* [Instructions to follow] Starting with the line that contains "Target: folded napkin", set down each line through the end of the entries below, exactly and with nothing added.
--- Records shown ---
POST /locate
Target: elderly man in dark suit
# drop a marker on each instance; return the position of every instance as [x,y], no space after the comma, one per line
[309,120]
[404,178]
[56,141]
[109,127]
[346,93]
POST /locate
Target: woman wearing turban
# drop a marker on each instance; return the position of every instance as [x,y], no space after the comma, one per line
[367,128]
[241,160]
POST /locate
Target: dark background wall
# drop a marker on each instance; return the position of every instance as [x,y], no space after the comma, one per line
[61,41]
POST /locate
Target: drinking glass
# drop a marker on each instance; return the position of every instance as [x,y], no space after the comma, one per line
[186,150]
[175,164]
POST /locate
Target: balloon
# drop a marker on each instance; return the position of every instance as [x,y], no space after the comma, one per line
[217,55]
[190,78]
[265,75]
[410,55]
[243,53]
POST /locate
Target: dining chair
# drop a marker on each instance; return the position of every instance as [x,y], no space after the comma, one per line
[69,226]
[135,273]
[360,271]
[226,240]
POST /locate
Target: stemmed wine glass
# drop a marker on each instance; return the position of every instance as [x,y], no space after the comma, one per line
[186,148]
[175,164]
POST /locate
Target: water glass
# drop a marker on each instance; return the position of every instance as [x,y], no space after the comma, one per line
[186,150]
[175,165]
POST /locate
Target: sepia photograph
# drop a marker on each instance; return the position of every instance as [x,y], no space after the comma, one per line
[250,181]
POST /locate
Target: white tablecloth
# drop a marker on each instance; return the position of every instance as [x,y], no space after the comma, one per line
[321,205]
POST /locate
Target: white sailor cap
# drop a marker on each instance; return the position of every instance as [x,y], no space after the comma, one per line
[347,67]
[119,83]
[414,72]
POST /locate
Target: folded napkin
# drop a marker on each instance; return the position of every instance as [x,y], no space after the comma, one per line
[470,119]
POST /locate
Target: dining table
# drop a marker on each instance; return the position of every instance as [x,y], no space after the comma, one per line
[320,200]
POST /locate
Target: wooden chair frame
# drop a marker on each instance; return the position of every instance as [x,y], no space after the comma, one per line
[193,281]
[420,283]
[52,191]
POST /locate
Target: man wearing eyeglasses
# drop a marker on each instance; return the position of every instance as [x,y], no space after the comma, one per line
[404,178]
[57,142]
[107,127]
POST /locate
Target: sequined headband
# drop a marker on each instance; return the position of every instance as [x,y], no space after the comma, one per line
---
* [Answer to this task]
Target: folded napkin
# drop a marker on each instance; return the position of every instance as [x,y], no space after the comma, one per line
[470,119]
POST /locate
Target: dining table
# drop a marker on each instance; return the position of every instance as [x,y], no space after the comma, one per line
[320,200]
POST /locate
Target: wooden chair frame
# drop a marker on each instance; return the position of every instance as [x,y], no space after the comma, one per line
[193,281]
[420,283]
[52,191]
POST /locate
Target: man wearing eyeglasses
# drop a marker on each instance; return the position of every instance as [x,y], no space after the comma, one per line
[404,178]
[57,142]
[107,127]
POST /locate
Target: sequined headband
# drop a marker on each instance; return the position of every instance as [x,y], no space after the comma, one per line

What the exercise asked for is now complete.